GIVEN RECORDS:
Begin
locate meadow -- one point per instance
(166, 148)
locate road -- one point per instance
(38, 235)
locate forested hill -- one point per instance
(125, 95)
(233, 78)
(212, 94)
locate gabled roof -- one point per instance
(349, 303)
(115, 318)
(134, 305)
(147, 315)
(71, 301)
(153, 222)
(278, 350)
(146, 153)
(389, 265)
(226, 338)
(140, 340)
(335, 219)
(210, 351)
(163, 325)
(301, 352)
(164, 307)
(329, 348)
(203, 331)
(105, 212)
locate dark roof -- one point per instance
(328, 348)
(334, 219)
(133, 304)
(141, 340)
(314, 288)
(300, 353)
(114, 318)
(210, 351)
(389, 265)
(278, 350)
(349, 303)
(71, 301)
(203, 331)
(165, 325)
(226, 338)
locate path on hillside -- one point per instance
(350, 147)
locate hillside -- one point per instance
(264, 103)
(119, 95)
End
Begin
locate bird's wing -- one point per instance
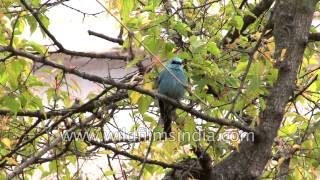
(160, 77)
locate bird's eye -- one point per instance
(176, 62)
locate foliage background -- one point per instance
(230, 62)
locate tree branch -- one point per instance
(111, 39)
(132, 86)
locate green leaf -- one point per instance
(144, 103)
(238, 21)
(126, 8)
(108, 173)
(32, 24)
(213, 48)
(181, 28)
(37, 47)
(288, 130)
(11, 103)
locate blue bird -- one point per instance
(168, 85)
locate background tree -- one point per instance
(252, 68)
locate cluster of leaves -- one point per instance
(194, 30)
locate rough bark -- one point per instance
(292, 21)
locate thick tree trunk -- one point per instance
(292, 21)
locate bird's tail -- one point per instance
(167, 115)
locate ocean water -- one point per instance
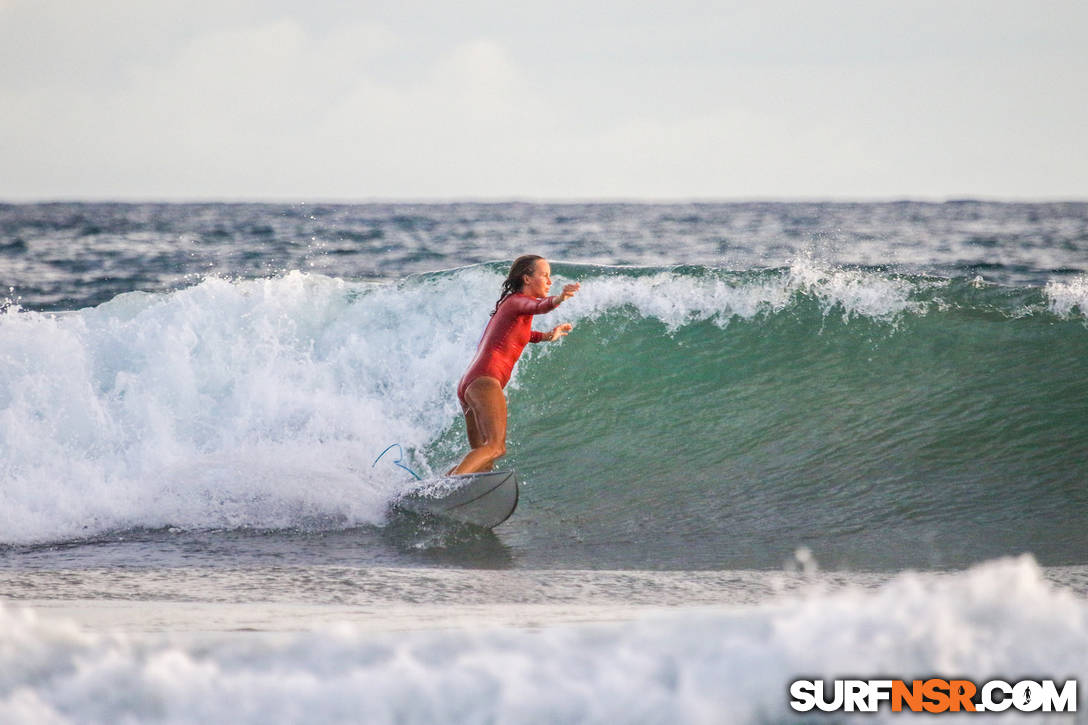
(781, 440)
End
PROBLEM STATEMENT: From the items above, pull out every line that contains the word "roof" and list those lines unchanged, in their original order.

RESULT OF THIS EXERCISE:
locate gabled roof -- one point per instance
locate dark roof -- one point per instance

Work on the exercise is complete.